As part of the REALM project’s research, Battelle has begun a natural attenuation study to examine how colder and warmer temperatures may impact survivability of the infectious COVID-19 virus on surfaces. Tests 7 and 8 study materials that were previously tested at temperatures between 68 to 72°F (22 ±2°C). Spread of the virus via contaminated objects (also called fomites) is not currently believed to be a primary method of transmission, but additional research is needed to better understand this route of transmission. After the virulent SARS-CoV-2 virus is applied to samples from each of four materials, one set will be held at a cold temperature (35.6 ±3.6°F; 2 ±2°C) and the other at a warmer temperature (84.2 ±3.6°F; 29 ±2°C). Both will be held at standard relative humidity of 40 ±10 percent.
The materials in Tests 7 and 8 include the following items:
The hardcover book, softcover book and plastic protective cover were provided by Columbus Metropolitan Library, and the expanded polyethylene foam was provided by the National Archives and Records Administration.

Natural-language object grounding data
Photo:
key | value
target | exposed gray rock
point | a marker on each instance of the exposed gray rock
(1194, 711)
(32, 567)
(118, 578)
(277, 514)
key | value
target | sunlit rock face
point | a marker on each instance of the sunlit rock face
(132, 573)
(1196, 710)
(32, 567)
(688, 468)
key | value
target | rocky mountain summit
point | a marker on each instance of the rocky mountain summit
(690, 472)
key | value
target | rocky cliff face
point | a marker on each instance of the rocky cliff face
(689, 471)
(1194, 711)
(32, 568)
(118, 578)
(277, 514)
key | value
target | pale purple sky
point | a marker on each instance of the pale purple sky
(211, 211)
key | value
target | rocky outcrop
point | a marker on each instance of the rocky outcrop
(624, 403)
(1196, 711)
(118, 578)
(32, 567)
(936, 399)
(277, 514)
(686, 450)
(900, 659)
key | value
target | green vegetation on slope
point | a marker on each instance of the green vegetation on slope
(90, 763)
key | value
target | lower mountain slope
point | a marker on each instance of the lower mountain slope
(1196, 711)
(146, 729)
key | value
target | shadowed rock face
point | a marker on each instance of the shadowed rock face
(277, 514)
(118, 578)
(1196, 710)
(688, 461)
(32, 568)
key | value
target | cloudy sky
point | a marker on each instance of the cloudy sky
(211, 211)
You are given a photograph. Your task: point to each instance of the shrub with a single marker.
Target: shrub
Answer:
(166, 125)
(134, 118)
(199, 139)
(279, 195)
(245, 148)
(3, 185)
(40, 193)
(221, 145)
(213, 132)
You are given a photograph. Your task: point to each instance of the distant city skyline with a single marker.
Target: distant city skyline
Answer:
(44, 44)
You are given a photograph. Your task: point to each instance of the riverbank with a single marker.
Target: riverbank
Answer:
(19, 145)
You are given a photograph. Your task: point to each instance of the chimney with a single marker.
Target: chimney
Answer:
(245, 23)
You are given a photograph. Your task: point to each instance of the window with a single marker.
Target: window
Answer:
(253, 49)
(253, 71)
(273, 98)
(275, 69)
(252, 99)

What to work on >>
A) List each material that the text says was provided by an outside organization, and name the organization that provided it.
B) Reproduce the stretch of the text from "As part of the" through "40 ±10 percent.".
You can complete these tasks without the rows.

Response list >>
A)
- Hardcover book: Columbus Metropolitan Library
- Softcover book: Columbus Metropolitan Library
- Plastic protective cover: Columbus Metropolitan Library
- Expanded polyethylene foam: National Archives and Records Administration

B)
As part of the REALM project’s research, Battelle has begun a natural attenuation study to examine how colder and warmer temperatures may impact survivability of the infectious COVID-19 virus on surfaces. Tests 7 and 8 study materials that were previously tested at temperatures between 68 to 72°F (22 ±2°C). Spread of the virus via contaminated objects (also called fomites) is not currently believed to be a primary method of transmission, but additional research is needed to better understand this route of transmission. After the virulent SARS-CoV-2 virus is applied to samples from each of four materials, one set will be held at a cold temperature (35.6 ±3.6°F; 2 ±2°C) and the other at a warmer temperature (84.2 ±3.6°F; 29 ±2°C). Both will be held at standard relative humidity of 40 ±10 percent.